-- EXERCISE OBJECTIVE --
In the listing below, copy the lines between the one containing "Please locate the red" and the one containing "column 529, row 287", inclusive, reproducing each line exactly.

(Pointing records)
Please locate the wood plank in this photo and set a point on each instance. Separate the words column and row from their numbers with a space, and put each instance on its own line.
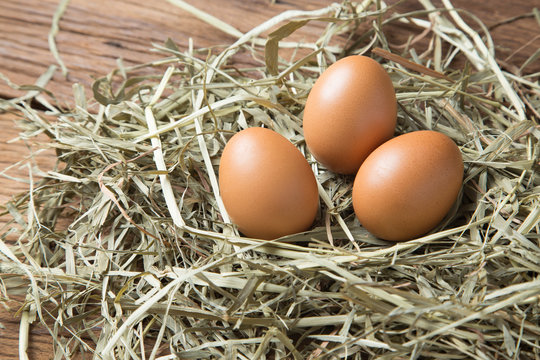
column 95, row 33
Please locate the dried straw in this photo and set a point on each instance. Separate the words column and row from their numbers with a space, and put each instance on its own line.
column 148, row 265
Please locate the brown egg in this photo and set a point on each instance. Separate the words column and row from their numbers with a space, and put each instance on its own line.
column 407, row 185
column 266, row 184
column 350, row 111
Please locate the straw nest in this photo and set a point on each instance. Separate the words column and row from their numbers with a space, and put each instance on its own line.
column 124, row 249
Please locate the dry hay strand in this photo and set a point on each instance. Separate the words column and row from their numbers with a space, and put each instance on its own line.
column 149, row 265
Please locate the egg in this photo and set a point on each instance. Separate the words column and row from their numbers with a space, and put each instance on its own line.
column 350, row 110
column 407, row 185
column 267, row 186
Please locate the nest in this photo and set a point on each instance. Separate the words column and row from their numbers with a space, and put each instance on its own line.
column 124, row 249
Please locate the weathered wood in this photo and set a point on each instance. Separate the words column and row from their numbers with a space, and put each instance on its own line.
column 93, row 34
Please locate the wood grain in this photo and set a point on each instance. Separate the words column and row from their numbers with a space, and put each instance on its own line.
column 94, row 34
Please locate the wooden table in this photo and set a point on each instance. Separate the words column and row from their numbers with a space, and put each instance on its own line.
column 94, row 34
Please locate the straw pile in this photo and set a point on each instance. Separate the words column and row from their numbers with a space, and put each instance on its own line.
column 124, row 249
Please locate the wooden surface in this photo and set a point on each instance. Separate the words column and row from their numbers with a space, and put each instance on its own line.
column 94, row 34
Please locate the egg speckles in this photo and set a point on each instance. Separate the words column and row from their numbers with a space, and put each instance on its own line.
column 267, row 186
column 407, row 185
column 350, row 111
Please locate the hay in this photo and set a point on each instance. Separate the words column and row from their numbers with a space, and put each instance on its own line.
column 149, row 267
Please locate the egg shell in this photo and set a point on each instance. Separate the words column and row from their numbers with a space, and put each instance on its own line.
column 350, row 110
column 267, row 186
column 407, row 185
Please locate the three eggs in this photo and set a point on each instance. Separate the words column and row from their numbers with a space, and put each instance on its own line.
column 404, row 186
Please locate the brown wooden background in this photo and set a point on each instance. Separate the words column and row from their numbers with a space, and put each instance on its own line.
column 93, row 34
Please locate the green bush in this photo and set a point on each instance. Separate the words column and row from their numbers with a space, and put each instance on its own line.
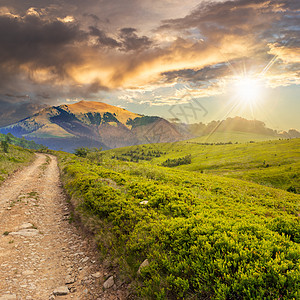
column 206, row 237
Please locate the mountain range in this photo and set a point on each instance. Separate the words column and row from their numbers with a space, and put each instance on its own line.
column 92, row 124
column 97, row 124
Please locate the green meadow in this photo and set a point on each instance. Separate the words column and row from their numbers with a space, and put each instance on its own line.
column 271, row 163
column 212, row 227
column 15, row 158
* * *
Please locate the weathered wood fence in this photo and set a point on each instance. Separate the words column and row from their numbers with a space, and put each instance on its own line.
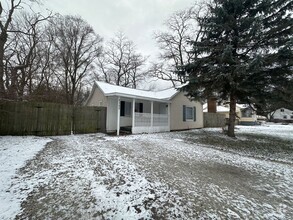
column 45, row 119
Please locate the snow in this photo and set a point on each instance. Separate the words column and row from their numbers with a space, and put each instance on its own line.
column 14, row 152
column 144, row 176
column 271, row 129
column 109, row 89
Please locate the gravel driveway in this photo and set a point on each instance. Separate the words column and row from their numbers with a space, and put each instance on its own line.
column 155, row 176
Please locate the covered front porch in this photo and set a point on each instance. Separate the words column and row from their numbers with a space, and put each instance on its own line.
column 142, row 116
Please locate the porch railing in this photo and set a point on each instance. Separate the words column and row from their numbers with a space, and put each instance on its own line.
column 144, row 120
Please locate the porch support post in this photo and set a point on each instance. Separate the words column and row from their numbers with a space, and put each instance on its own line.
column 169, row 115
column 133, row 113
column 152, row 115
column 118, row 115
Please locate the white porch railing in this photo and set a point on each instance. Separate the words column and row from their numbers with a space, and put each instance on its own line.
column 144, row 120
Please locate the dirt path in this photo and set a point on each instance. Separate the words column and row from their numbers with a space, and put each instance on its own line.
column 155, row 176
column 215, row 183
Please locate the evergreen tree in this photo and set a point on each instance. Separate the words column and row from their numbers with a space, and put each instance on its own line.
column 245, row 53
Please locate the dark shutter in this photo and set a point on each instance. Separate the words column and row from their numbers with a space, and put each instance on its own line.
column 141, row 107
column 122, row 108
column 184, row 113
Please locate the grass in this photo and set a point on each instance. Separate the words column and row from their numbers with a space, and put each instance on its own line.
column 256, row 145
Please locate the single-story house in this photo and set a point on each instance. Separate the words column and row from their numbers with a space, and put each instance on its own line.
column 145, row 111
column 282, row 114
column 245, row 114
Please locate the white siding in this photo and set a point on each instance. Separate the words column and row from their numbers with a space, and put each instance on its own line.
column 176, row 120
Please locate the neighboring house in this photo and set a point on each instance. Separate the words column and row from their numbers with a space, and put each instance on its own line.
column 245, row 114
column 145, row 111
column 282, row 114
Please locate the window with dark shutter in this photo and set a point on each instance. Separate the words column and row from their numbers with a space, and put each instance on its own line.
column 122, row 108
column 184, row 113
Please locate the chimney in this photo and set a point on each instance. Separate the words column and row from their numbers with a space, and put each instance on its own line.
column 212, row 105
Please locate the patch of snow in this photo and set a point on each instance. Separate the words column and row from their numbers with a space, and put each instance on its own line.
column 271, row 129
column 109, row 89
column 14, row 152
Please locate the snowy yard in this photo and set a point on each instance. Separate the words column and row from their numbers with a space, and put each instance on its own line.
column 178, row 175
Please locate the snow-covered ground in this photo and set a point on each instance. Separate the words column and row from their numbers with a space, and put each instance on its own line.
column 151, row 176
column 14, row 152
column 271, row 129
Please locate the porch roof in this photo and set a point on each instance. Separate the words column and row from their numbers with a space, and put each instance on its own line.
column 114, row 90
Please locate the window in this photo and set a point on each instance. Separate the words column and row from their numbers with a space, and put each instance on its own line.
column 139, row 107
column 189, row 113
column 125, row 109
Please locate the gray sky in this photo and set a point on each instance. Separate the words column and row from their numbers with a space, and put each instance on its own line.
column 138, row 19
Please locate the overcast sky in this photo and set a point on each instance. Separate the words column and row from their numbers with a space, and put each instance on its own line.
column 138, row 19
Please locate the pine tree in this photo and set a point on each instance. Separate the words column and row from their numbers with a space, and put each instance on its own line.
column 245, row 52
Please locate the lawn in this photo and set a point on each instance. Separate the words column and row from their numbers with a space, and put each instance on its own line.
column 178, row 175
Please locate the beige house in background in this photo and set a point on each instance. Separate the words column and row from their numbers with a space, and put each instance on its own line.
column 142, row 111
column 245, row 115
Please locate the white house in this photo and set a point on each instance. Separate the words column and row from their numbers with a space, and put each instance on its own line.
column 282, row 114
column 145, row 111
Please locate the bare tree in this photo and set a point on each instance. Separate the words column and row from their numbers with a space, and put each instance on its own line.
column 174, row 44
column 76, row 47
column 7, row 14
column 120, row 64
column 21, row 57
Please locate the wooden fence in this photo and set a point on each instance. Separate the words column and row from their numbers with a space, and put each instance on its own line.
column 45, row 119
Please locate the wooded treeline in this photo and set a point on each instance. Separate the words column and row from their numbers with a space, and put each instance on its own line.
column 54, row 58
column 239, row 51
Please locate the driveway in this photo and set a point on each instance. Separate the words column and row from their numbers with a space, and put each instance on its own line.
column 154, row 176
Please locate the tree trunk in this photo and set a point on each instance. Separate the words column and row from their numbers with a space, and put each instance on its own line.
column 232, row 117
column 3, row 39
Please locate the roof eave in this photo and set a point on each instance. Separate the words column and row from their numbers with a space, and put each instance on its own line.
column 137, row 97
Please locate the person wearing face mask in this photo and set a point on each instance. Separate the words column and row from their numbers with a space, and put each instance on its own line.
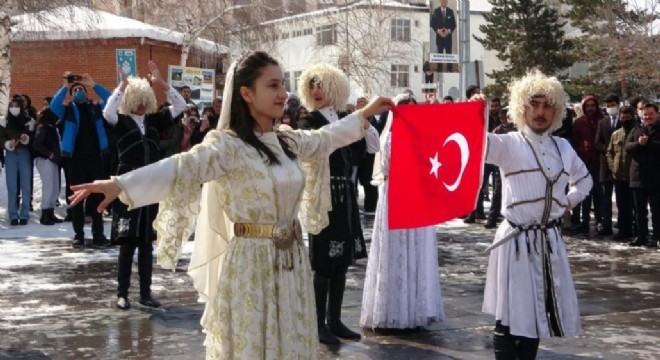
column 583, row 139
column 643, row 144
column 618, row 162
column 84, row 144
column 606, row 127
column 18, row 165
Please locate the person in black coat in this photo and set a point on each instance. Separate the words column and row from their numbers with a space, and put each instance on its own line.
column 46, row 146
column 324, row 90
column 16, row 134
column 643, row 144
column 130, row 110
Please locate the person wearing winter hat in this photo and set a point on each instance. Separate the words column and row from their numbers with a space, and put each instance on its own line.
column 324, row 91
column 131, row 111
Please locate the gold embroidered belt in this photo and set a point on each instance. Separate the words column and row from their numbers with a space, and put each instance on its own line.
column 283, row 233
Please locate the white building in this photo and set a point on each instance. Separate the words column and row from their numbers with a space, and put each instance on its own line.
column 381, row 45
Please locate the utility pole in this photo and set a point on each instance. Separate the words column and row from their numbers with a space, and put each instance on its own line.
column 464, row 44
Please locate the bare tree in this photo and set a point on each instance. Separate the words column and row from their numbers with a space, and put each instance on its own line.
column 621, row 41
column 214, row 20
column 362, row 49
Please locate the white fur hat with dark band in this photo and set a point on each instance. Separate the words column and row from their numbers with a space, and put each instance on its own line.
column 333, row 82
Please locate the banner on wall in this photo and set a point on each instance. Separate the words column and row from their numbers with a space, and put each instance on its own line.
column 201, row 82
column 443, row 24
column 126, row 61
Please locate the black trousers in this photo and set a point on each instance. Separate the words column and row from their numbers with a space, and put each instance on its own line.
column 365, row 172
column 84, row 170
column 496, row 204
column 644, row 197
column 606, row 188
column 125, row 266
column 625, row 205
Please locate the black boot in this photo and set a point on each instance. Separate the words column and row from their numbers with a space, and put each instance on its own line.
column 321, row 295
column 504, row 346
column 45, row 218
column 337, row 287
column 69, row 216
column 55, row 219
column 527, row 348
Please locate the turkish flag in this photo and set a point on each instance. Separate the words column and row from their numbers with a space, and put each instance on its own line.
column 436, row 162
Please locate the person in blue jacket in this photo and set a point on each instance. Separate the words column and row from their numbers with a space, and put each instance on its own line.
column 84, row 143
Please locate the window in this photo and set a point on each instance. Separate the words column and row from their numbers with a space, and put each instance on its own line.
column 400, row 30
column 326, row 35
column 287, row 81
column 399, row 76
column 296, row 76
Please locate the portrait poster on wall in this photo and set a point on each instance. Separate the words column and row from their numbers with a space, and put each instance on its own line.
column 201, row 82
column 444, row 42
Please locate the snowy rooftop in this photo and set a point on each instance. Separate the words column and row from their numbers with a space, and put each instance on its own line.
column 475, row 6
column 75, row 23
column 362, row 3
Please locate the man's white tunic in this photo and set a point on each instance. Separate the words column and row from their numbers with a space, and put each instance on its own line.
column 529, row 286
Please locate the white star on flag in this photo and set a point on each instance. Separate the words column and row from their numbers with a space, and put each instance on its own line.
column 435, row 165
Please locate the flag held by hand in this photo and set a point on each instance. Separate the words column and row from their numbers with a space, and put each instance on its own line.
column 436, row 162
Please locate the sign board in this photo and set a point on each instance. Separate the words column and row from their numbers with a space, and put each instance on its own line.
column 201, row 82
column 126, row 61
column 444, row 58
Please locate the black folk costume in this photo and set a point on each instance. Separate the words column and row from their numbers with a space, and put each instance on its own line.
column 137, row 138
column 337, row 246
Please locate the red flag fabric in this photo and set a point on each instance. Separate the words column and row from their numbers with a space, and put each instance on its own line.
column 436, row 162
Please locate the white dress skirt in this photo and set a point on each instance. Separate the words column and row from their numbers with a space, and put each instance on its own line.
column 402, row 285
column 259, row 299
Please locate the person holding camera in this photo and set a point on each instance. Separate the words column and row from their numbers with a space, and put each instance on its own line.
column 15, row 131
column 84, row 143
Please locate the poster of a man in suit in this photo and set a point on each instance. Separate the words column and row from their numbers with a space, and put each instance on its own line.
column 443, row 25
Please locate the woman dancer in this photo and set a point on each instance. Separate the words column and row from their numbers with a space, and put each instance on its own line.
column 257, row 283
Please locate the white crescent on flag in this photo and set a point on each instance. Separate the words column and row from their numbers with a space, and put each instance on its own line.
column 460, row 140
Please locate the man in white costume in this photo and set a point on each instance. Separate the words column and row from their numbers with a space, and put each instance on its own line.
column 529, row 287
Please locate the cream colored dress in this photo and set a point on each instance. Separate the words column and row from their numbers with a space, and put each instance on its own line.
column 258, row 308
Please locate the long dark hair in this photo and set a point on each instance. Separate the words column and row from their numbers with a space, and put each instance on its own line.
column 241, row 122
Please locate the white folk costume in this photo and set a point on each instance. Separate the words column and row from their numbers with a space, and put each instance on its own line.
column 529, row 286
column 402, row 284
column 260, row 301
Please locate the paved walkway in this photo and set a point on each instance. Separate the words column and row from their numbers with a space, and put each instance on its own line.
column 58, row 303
--
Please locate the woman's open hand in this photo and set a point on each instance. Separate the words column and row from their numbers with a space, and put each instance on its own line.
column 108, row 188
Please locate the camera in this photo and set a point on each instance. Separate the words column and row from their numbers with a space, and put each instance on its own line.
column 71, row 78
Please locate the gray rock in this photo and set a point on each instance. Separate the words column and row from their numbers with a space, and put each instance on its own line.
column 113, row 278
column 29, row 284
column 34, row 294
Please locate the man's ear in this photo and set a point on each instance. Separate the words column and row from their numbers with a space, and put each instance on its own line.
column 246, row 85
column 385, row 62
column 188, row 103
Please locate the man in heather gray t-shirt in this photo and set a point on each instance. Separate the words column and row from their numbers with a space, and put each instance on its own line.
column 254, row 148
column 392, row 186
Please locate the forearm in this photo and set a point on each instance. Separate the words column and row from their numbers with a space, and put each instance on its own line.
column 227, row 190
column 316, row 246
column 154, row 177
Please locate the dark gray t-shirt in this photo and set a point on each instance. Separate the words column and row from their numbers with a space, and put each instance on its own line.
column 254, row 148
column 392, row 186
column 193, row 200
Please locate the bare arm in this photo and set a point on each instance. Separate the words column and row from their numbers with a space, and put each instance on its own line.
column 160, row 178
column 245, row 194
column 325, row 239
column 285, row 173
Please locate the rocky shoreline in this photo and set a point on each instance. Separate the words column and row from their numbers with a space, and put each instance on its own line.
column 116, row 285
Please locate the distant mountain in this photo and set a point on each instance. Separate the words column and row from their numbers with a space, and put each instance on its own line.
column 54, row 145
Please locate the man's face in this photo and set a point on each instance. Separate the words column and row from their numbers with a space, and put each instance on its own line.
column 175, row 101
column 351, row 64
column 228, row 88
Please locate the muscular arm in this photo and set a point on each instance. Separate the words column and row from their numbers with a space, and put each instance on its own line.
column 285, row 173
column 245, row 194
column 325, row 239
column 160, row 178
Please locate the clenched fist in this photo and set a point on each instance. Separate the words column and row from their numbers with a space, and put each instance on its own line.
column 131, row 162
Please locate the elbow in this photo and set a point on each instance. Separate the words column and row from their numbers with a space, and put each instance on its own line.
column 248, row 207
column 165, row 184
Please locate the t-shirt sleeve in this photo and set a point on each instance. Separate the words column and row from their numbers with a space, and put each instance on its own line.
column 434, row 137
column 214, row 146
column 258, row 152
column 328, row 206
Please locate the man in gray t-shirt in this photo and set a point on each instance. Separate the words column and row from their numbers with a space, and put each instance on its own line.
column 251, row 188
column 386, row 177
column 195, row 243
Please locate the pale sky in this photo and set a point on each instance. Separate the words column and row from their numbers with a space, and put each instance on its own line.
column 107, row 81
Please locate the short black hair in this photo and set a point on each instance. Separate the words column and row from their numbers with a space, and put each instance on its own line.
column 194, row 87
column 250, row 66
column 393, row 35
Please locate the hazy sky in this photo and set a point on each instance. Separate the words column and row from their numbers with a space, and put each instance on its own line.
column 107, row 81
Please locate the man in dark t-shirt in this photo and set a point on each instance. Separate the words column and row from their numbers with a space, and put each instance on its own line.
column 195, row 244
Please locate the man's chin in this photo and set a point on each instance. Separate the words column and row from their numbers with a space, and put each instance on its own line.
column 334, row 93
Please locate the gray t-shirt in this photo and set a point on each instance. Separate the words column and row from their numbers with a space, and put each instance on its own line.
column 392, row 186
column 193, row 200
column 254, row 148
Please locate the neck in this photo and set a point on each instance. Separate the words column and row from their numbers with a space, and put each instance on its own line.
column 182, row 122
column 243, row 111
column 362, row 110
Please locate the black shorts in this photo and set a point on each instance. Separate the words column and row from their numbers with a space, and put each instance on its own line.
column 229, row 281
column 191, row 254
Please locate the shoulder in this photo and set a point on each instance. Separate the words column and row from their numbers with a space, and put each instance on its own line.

-- TASK ANSWER --
Please locate the red flag fabric in this photo and set a point on each instance. Separate the words column and row from their numbers with a space, and put each instance on its own line.
column 436, row 162
Please locate the white dress skirt in this photo and set a point on each instance. Separate the words column and row from their numbers with a space, and put each instance on its own line.
column 402, row 285
column 259, row 299
Please locate the person holding camera in this photo and set a point on each instance. Separate the words column and row from their numbers with a space, and put each instance on its own line.
column 15, row 131
column 84, row 143
Please locate the poster of a man in suit in this photo and set a point on each instance. Separate the words column and row from their numbers with a space, and put each instance on its own line.
column 443, row 25
Please locate the woman dancer in this photo and set a point on each instance. Separate the words column and row from their numbers with a space, and put each instance on its own line.
column 257, row 283
Please locate the white crescent on flag in this photo and set a point on each instance. Separate the words column and row from their numbers with a space, and put each instance on its own line.
column 460, row 140
Please locate the man in white costume in this photo and set a point on each instance. Separate the words column and row from their numbers with a space, and put each instance on its own line.
column 529, row 287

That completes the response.